(A block of data)
* * * *

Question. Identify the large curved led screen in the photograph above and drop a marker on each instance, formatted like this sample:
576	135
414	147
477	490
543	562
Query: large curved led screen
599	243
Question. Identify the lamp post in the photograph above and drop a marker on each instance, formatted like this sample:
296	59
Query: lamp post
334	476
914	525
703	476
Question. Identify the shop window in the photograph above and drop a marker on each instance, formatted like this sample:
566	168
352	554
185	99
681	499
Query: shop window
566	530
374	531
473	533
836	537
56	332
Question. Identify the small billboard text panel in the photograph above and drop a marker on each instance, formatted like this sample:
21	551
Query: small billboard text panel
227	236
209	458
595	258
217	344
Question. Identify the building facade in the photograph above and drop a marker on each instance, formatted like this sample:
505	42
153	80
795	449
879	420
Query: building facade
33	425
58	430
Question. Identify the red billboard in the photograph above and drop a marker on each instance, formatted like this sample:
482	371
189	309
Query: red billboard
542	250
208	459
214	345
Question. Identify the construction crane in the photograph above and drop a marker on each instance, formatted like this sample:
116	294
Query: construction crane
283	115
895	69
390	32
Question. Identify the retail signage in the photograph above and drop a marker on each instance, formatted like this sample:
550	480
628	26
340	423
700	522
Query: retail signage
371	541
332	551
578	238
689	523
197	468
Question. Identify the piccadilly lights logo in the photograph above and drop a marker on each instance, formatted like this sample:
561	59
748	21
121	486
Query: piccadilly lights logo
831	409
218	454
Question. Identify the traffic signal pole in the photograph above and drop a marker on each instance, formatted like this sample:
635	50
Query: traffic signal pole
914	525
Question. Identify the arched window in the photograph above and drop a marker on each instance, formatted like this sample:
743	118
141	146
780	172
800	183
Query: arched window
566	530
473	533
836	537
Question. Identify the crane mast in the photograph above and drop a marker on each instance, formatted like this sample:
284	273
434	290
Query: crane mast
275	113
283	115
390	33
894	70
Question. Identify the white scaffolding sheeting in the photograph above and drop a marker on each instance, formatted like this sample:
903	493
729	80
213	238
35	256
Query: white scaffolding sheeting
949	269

* * * *

## Written exercise
Give back exactly the lines from the one containing "Question. Identify the arched" to the end of the material, both ends included.

## Answer below
Question. Identify the arched window in the photograph above and drop a marker on each instance, formatted like this sample:
743	118
141	146
780	172
800	183
Query: arched window
566	530
473	533
836	537
Question. Identify the crane mast in the photograph above and drop a marker on each instance, formatted like this sample:
284	273
434	290
Query: crane mast
275	113
283	115
390	33
894	70
Question. Identify the white scaffolding sheeting in the photograph above and drop a marker on each instance, formatted like this sample:
903	493
729	80
213	238
35	256
Query: white scaffolding sheeting
949	269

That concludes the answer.